Task directions: Rescale every point coordinate in the answers of the lines below by 2.35, rounding to whole numbers with halves rounded up, and write all the lines out again with their requests. Leave the pictures out.

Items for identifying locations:

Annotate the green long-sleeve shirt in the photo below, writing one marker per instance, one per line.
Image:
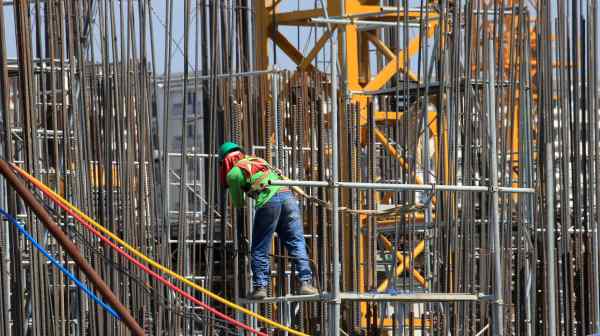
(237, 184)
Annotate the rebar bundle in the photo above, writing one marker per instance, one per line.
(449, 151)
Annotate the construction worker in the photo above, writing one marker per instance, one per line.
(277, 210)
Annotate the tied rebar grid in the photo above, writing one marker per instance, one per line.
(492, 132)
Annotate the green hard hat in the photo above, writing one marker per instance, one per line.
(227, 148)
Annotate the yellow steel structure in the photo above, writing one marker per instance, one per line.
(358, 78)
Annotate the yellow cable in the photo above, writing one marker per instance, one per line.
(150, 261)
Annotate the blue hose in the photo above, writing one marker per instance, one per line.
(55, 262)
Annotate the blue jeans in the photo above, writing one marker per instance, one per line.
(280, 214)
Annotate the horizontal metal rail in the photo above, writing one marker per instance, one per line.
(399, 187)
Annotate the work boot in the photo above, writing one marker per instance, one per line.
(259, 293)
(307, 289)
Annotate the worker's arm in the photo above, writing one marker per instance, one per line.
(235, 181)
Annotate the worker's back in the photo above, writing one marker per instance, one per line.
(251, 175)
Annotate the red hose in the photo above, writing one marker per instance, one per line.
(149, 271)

The response:
Annotate the green long-sleeve shirt in the photo below, writing one marker per instance, one per line.
Image:
(557, 432)
Annotate the rebar bundle in the photo above, writing one marker per instance, one per line.
(1055, 355)
Annotate the construction worker in the photo above, writing one marker per instance, one per line.
(651, 494)
Annotate the tied rebar grid in the photo above, writing one marker per instance, one per line.
(1156, 310)
Annotate the green hard hat in the photo above, writing one marker per instance, one per line.
(533, 348)
Annotate the yellow steel structure in the photo above, writing one marker per instance, one per line.
(841, 183)
Annotate the yellow cable in the photo above, writing one marker per instance, one per line.
(353, 613)
Annotate the blue hose in the photo above, writing one marker per instance, one per line.
(129, 616)
Annotate the blue jeans in the photo above, writing one marker per instance, one per line.
(658, 503)
Annotate the horizontal metal rail in the photo above, writing one marker per instance, one per line.
(938, 439)
Annotate the work boot in the photo above, writing one marker per instance, one per line.
(609, 689)
(721, 679)
Annotate the worker's arm in the photo above, writing one marker per instance, one per line.
(552, 425)
Annotate the worker's back in the photo above, writing one marker per instance, one per line.
(590, 411)
Annotate the red hose in the photo above, writing one marker per instance, one per line.
(350, 637)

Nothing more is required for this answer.